[Referring expression pointing data]
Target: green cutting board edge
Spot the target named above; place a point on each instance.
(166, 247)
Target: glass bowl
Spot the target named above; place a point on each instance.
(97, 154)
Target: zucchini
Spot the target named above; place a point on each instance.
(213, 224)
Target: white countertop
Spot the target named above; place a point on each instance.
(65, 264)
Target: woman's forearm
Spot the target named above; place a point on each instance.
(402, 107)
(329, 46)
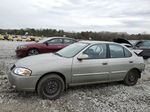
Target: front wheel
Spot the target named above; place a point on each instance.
(131, 78)
(50, 87)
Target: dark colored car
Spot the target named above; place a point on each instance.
(143, 45)
(51, 44)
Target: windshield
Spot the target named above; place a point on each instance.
(72, 50)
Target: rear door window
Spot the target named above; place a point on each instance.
(116, 51)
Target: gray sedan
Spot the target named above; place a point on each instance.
(85, 62)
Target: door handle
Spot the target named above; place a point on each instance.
(104, 63)
(130, 61)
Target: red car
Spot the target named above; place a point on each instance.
(51, 44)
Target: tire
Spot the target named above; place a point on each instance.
(50, 87)
(32, 52)
(131, 78)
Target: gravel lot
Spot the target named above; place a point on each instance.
(109, 97)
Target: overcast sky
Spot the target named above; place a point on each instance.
(131, 16)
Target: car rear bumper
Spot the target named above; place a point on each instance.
(23, 83)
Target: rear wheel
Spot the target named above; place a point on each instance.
(33, 52)
(131, 78)
(50, 86)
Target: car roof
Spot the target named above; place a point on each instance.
(96, 42)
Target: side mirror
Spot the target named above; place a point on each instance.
(83, 56)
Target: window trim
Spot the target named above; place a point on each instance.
(109, 56)
(68, 39)
(54, 39)
(97, 58)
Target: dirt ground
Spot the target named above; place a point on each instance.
(109, 97)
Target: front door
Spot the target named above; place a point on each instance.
(121, 62)
(93, 69)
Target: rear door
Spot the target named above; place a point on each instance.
(120, 60)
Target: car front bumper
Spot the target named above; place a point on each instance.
(23, 83)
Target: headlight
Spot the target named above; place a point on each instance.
(22, 71)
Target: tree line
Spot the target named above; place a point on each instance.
(105, 36)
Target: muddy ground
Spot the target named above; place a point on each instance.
(108, 97)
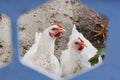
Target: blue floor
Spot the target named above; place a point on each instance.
(108, 71)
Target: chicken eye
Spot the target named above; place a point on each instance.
(76, 43)
(54, 29)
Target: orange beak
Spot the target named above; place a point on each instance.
(62, 30)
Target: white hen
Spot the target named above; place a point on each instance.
(43, 58)
(79, 51)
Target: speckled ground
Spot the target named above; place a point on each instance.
(65, 12)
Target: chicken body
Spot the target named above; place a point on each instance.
(71, 59)
(41, 55)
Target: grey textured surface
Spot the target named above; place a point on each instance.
(5, 50)
(65, 12)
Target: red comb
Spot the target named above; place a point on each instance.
(80, 39)
(58, 25)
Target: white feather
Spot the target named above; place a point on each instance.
(41, 55)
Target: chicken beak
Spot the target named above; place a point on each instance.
(62, 30)
(84, 45)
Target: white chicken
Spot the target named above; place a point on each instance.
(79, 51)
(41, 55)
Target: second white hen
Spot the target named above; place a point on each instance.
(43, 58)
(79, 51)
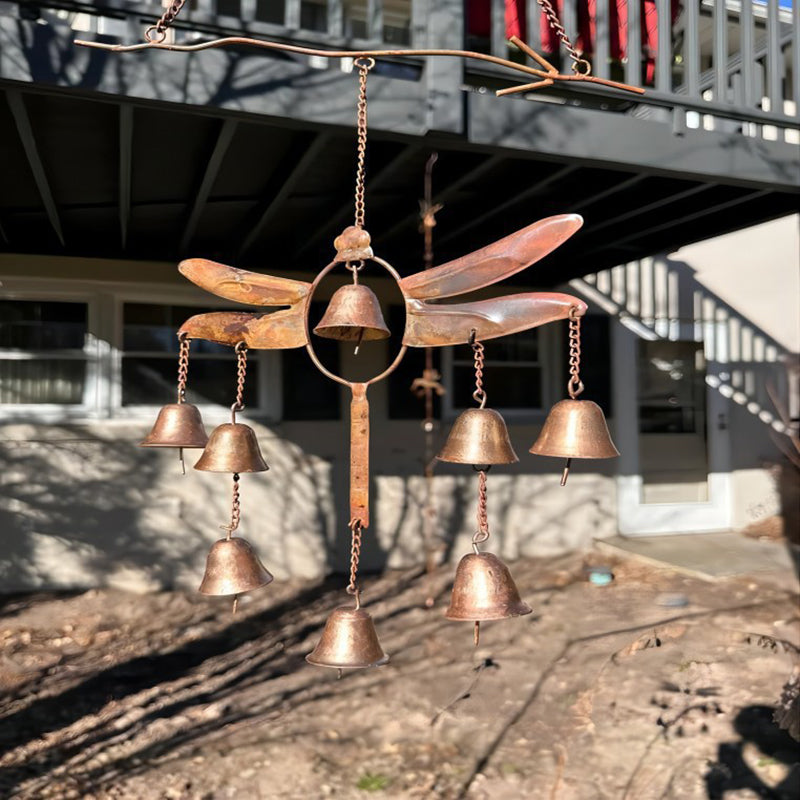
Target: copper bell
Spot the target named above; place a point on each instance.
(575, 429)
(232, 567)
(353, 315)
(349, 641)
(484, 589)
(177, 425)
(478, 436)
(232, 447)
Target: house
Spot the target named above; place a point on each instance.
(117, 166)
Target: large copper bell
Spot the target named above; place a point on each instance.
(575, 429)
(484, 589)
(353, 314)
(478, 436)
(232, 567)
(232, 447)
(177, 425)
(349, 641)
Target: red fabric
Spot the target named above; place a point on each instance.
(618, 29)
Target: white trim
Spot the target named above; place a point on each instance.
(635, 518)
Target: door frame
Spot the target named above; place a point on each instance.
(635, 518)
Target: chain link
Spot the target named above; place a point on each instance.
(241, 374)
(575, 385)
(364, 65)
(355, 555)
(479, 395)
(236, 511)
(580, 66)
(183, 366)
(158, 33)
(483, 518)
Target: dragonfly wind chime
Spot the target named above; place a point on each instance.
(483, 588)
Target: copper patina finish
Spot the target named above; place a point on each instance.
(428, 322)
(232, 567)
(484, 590)
(232, 447)
(349, 641)
(177, 425)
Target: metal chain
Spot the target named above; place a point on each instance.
(364, 65)
(241, 373)
(158, 32)
(236, 511)
(483, 519)
(580, 66)
(575, 385)
(183, 366)
(479, 395)
(355, 555)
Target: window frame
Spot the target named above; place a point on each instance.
(270, 383)
(551, 368)
(92, 354)
(104, 351)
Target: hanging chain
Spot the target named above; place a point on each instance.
(483, 519)
(479, 395)
(183, 366)
(158, 32)
(241, 373)
(236, 511)
(575, 385)
(364, 65)
(355, 555)
(580, 66)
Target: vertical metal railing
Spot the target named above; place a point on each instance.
(681, 50)
(633, 68)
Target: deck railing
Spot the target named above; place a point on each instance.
(729, 65)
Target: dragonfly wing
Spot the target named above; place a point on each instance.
(280, 330)
(494, 262)
(242, 286)
(429, 325)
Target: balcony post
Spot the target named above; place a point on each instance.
(444, 76)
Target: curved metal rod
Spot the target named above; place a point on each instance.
(546, 76)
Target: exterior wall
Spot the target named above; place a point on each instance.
(738, 295)
(82, 505)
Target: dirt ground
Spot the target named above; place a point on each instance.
(618, 691)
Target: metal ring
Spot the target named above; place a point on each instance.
(148, 35)
(575, 387)
(582, 67)
(235, 409)
(310, 347)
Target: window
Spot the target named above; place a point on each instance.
(515, 375)
(47, 356)
(149, 373)
(307, 393)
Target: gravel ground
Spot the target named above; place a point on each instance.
(658, 685)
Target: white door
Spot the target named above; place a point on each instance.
(671, 431)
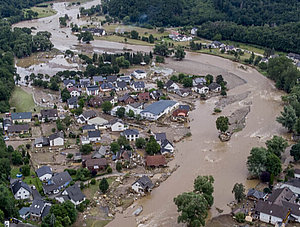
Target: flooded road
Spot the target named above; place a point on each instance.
(202, 153)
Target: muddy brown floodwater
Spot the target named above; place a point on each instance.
(202, 153)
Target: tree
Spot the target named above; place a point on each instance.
(277, 145)
(288, 118)
(120, 112)
(239, 192)
(119, 166)
(106, 106)
(140, 143)
(222, 123)
(295, 151)
(103, 185)
(193, 208)
(179, 53)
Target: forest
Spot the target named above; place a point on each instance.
(270, 23)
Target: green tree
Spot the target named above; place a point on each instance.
(106, 106)
(239, 192)
(103, 185)
(179, 53)
(277, 145)
(140, 142)
(288, 118)
(222, 123)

§ EXERCISE DETAILS: Give the number of lines in the records that contain the string "bell", with no other output.

§ EXERCISE ANSWER: 2